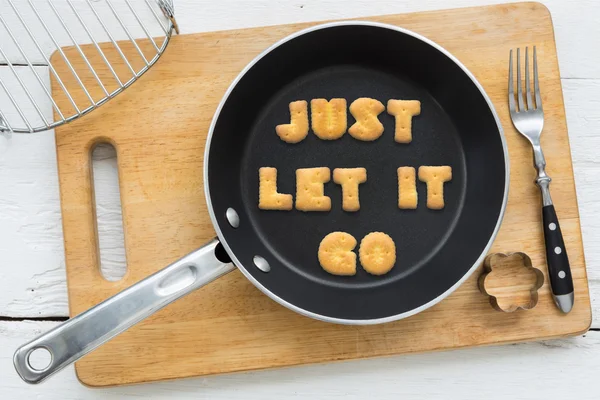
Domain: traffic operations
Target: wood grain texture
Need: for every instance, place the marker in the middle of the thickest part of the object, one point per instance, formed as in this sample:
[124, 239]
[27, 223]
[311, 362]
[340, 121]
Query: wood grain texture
[159, 130]
[524, 371]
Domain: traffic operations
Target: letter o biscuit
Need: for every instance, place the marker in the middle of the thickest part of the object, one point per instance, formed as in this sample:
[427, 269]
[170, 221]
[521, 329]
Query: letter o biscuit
[377, 253]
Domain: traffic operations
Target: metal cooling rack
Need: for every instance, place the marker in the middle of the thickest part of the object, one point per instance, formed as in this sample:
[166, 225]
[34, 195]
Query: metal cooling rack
[37, 28]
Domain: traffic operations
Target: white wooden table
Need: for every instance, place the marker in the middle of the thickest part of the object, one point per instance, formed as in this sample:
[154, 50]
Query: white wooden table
[33, 295]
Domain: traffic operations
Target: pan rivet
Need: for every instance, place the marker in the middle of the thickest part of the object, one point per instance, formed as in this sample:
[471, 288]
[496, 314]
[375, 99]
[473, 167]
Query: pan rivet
[261, 264]
[232, 217]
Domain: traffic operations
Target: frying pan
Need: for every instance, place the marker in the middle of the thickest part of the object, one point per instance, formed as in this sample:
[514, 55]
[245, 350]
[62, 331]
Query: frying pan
[277, 250]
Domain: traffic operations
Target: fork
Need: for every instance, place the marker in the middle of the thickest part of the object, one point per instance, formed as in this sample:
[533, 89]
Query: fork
[528, 119]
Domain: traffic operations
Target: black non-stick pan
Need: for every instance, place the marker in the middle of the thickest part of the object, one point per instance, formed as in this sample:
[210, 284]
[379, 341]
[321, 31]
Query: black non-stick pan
[277, 250]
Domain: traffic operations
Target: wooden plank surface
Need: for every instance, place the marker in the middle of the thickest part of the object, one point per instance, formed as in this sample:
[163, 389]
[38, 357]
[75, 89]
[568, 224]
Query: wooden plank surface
[165, 215]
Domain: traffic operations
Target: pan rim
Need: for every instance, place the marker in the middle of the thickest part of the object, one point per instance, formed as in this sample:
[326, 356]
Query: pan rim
[294, 307]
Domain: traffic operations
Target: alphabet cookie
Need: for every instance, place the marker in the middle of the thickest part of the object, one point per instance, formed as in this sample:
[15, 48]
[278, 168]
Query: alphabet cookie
[403, 110]
[329, 118]
[336, 254]
[297, 129]
[435, 178]
[407, 188]
[310, 191]
[367, 126]
[350, 178]
[268, 198]
[377, 253]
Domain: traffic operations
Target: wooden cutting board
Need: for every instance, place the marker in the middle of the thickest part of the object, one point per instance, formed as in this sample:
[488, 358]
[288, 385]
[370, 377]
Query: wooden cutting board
[159, 127]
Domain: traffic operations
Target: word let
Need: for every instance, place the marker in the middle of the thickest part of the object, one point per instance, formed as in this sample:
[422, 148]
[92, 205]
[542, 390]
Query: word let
[310, 188]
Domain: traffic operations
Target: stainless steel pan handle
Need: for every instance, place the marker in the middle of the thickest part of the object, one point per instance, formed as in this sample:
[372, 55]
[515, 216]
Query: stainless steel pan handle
[78, 336]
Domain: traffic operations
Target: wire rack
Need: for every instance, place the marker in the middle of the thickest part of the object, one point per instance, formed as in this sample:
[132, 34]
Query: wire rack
[36, 36]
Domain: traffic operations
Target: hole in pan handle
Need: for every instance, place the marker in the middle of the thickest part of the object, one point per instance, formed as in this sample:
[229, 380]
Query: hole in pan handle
[76, 337]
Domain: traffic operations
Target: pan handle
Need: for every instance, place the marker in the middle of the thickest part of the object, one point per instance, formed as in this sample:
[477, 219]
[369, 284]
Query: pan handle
[78, 336]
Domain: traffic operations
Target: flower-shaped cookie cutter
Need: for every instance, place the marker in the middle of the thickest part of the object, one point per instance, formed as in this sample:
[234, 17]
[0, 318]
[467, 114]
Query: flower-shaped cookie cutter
[505, 293]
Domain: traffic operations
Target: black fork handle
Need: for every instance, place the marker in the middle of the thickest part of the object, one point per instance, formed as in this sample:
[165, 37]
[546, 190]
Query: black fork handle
[559, 268]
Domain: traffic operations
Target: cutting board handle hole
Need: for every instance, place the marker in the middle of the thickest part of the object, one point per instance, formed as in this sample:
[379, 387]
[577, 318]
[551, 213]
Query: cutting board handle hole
[108, 212]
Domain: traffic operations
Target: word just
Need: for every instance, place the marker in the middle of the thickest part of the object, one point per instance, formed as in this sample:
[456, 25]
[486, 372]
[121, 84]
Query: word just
[330, 122]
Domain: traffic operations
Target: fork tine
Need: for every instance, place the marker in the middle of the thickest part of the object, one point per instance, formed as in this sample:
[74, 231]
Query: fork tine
[536, 84]
[527, 83]
[511, 83]
[519, 84]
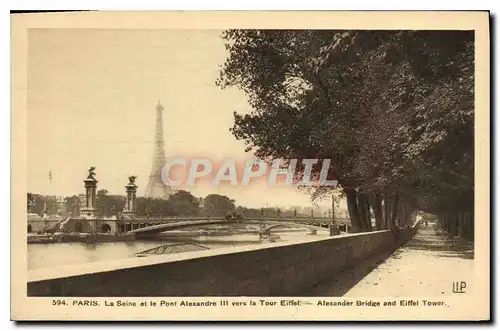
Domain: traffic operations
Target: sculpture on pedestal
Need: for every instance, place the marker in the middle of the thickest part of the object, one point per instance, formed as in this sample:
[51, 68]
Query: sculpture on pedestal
[90, 195]
[130, 204]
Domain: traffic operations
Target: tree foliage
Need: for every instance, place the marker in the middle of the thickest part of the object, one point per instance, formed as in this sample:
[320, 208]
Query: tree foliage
[393, 110]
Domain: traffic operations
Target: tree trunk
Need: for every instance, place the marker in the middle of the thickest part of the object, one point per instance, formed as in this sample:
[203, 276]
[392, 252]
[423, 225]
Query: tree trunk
[352, 207]
[385, 224]
[393, 211]
[376, 202]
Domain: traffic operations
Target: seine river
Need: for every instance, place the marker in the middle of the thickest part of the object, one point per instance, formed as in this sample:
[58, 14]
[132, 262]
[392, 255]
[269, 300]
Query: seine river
[57, 254]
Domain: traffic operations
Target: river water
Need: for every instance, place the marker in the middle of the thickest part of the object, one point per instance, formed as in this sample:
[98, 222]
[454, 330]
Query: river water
[57, 254]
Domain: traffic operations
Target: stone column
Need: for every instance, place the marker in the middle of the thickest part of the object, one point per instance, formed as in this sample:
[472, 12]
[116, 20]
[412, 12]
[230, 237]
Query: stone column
[130, 204]
[90, 198]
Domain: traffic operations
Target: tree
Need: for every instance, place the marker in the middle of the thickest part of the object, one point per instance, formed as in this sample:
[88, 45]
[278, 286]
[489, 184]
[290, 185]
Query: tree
[384, 106]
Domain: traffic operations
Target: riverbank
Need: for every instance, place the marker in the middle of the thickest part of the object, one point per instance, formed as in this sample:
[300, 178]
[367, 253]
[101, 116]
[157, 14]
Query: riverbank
[78, 238]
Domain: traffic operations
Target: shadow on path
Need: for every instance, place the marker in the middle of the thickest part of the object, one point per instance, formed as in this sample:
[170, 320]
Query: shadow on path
[347, 279]
[428, 240]
[441, 243]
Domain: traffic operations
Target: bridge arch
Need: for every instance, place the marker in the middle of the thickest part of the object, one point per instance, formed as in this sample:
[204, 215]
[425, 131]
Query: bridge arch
[188, 224]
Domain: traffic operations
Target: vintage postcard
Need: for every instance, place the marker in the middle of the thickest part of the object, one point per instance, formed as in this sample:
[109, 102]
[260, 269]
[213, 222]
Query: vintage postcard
[320, 166]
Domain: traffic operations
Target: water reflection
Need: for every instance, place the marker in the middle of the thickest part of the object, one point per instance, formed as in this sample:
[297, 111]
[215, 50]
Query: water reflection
[57, 254]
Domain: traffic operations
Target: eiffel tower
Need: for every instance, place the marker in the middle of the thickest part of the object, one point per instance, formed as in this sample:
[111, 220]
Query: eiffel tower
[156, 188]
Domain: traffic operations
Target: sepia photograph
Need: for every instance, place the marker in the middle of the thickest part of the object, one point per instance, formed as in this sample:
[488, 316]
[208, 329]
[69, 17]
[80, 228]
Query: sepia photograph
[217, 168]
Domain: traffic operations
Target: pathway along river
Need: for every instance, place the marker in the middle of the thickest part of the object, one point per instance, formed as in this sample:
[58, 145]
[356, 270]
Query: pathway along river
[56, 254]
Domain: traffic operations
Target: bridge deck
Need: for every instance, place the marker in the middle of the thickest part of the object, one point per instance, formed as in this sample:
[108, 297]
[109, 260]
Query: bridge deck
[189, 224]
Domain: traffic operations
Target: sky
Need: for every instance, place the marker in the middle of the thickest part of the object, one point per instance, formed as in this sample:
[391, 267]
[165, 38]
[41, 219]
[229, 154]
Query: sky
[92, 95]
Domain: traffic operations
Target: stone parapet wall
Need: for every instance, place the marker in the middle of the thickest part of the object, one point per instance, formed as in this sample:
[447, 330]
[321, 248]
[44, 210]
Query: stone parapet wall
[274, 269]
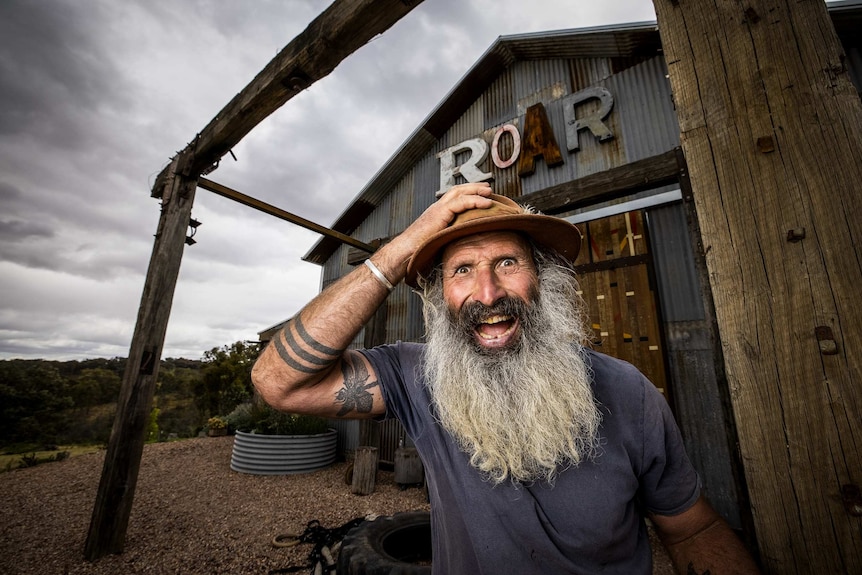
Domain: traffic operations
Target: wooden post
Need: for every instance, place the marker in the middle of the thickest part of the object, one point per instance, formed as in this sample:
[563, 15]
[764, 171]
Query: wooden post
[113, 505]
[771, 128]
[337, 32]
[364, 470]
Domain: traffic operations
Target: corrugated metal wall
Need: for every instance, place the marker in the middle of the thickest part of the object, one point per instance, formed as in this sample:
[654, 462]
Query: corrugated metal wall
[642, 120]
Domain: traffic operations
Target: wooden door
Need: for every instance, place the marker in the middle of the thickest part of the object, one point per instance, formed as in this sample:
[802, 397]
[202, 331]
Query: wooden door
[614, 270]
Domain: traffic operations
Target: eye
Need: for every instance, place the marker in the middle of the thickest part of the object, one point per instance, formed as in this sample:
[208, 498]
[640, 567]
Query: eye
[508, 265]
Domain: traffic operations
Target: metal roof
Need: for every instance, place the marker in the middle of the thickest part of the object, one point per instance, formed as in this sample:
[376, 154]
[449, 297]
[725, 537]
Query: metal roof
[639, 39]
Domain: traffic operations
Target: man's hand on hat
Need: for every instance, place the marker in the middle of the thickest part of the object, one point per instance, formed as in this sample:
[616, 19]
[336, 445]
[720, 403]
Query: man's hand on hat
[392, 258]
[440, 214]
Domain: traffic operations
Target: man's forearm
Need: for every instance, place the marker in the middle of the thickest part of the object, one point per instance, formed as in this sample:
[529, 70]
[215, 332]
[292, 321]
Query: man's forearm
[310, 348]
[312, 344]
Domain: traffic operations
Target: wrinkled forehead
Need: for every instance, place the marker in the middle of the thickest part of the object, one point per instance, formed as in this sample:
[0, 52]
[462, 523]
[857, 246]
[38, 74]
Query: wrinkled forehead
[516, 241]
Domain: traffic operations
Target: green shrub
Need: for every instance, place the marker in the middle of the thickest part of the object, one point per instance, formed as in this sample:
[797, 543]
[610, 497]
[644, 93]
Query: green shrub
[258, 417]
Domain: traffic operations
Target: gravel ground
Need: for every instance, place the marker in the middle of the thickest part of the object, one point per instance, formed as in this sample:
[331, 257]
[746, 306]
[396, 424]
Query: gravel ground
[192, 514]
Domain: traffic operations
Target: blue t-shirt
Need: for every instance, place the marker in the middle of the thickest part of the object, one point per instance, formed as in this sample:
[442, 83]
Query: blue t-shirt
[589, 521]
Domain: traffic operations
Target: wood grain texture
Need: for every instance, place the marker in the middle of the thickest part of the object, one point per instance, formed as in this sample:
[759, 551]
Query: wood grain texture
[770, 128]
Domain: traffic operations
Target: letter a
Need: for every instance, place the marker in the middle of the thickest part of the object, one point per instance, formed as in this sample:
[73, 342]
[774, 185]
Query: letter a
[538, 140]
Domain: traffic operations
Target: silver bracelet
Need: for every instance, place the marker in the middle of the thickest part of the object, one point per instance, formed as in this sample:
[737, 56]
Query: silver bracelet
[379, 275]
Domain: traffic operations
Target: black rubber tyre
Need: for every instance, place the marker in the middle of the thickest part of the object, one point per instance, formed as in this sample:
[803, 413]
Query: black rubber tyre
[395, 545]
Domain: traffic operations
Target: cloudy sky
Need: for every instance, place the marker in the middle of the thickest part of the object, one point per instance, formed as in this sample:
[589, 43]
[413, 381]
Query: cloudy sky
[96, 96]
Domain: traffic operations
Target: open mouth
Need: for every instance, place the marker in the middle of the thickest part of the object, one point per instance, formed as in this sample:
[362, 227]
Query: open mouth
[496, 330]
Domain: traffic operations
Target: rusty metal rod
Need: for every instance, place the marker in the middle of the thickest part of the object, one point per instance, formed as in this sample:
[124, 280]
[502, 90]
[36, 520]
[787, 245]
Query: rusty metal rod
[236, 196]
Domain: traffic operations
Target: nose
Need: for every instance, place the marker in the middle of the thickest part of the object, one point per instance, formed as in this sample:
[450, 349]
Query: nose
[488, 288]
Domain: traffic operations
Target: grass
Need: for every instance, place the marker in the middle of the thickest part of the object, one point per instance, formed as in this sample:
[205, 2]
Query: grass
[12, 457]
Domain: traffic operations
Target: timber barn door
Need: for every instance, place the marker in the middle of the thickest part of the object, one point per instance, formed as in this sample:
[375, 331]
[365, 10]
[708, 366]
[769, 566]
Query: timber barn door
[614, 270]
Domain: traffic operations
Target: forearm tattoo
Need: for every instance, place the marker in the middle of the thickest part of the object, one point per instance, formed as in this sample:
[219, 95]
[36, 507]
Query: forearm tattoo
[354, 396]
[317, 359]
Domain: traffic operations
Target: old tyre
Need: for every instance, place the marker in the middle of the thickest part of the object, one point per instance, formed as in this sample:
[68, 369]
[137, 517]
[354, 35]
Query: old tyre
[396, 545]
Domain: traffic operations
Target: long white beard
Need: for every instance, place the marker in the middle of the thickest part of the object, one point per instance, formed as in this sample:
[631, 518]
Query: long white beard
[522, 414]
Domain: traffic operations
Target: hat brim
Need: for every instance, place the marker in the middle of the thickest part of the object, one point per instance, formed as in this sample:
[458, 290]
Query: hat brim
[548, 231]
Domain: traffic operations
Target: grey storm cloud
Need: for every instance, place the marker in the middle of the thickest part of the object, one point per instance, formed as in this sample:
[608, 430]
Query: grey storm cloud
[96, 96]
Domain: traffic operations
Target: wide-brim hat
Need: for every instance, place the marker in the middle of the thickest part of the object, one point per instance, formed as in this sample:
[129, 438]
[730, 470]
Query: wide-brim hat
[504, 215]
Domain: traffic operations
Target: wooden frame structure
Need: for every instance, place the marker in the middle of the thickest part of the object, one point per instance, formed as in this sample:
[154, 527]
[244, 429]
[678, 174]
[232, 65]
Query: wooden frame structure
[779, 234]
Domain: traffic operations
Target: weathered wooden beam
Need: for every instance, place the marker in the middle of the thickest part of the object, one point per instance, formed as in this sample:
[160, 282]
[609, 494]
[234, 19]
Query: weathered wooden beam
[266, 208]
[341, 29]
[627, 179]
[116, 491]
[771, 127]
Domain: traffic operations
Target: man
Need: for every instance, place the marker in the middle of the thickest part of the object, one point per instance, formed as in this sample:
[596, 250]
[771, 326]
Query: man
[541, 455]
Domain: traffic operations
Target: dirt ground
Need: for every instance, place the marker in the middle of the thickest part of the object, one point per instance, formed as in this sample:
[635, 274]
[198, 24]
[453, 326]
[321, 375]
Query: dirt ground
[192, 514]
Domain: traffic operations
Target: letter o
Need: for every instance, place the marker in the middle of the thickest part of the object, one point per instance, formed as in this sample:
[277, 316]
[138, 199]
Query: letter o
[516, 146]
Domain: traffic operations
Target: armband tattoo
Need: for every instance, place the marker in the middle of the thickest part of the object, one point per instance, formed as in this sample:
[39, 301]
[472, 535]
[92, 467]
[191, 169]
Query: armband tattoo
[317, 362]
[354, 396]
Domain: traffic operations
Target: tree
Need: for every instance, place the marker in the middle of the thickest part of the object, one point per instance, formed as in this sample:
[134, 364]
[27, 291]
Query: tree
[226, 380]
[33, 395]
[771, 128]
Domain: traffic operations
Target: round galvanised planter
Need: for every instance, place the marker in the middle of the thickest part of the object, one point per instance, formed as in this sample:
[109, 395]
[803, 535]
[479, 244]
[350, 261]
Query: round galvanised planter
[282, 454]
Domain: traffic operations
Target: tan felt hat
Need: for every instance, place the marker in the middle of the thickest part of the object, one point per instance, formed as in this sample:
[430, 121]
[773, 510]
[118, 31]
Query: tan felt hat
[503, 216]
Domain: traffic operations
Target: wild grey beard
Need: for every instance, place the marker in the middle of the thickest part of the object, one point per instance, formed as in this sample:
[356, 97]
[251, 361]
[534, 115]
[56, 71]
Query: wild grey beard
[528, 411]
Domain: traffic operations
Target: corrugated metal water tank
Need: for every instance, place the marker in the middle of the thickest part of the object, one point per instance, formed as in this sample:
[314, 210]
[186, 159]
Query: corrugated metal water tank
[282, 454]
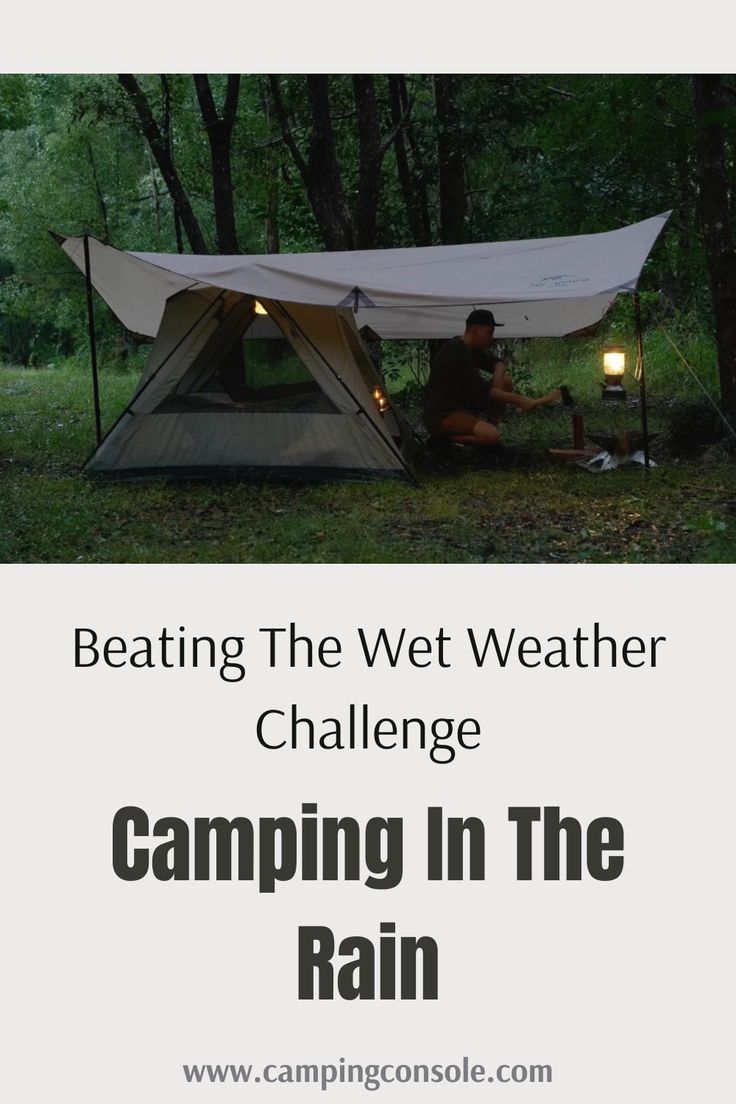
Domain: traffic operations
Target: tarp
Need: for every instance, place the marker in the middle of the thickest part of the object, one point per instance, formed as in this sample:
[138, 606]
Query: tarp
[542, 287]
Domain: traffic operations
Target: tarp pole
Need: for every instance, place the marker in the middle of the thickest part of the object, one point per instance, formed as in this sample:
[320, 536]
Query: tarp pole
[93, 341]
[642, 380]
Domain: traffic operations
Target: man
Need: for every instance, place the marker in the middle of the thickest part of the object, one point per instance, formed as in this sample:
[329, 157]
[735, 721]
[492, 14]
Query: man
[458, 401]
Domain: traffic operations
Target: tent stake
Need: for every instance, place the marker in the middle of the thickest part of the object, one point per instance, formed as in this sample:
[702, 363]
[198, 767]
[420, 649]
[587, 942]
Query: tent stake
[93, 341]
[642, 381]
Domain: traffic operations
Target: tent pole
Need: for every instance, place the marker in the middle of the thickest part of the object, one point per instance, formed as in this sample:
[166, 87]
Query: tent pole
[93, 341]
[642, 380]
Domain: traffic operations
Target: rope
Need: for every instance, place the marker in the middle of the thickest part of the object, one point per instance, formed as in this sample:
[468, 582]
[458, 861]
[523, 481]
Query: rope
[700, 384]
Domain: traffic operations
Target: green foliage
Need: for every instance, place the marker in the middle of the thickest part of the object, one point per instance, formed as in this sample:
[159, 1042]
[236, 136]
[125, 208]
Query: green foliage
[466, 513]
[544, 156]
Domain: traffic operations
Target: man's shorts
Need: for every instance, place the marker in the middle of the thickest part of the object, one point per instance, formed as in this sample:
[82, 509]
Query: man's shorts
[459, 423]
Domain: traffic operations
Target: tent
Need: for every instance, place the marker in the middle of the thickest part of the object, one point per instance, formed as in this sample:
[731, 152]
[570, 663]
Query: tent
[257, 363]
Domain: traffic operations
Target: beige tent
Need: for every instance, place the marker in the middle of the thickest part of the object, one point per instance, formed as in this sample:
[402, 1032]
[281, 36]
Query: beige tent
[257, 361]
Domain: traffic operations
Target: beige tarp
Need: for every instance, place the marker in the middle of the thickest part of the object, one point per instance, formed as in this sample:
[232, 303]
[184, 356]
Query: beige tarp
[543, 287]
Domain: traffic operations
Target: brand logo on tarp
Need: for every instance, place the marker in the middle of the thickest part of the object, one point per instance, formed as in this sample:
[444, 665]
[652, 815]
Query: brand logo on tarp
[562, 279]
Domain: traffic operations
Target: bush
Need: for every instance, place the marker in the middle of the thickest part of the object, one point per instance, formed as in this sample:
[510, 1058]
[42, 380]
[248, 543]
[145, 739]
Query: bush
[694, 426]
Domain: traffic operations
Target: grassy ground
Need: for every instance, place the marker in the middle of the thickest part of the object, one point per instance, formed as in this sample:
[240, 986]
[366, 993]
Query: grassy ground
[462, 512]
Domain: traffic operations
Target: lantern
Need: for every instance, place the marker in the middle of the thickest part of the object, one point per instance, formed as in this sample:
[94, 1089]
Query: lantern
[382, 403]
[614, 369]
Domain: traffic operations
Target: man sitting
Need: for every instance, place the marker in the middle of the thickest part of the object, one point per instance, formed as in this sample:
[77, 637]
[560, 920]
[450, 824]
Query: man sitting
[458, 401]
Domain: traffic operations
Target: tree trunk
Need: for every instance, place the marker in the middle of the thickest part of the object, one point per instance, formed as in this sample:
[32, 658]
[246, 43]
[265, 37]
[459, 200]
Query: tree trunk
[273, 242]
[450, 160]
[371, 157]
[717, 232]
[220, 133]
[412, 184]
[152, 134]
[319, 170]
[169, 144]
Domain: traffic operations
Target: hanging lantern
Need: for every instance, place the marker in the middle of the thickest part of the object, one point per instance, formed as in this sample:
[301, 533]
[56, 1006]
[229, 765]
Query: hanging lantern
[614, 369]
[382, 403]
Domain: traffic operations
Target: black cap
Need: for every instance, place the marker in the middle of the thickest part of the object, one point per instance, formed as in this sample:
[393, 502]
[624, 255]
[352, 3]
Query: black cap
[481, 318]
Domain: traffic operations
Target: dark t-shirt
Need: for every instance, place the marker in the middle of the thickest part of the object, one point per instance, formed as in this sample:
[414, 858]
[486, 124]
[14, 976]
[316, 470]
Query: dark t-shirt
[455, 382]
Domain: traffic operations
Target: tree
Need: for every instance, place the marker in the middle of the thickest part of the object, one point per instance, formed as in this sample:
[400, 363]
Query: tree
[450, 161]
[161, 150]
[220, 135]
[711, 102]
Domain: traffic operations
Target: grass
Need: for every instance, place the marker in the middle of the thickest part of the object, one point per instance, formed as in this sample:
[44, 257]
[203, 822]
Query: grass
[461, 513]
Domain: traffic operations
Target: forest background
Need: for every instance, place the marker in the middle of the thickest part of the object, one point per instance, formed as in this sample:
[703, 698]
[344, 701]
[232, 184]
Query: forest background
[253, 163]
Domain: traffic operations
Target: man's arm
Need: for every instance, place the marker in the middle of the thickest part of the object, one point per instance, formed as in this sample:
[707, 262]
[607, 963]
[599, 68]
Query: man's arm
[501, 390]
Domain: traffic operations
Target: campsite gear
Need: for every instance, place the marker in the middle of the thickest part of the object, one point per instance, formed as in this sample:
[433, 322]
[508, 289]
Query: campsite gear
[566, 455]
[481, 318]
[318, 417]
[617, 449]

▶ _Goal_
Return each line of the listing above that contains the string "gear". Matching is case-sensitive.

▶ _Solution for this task_
Target: campsite gear
Query: campsite gear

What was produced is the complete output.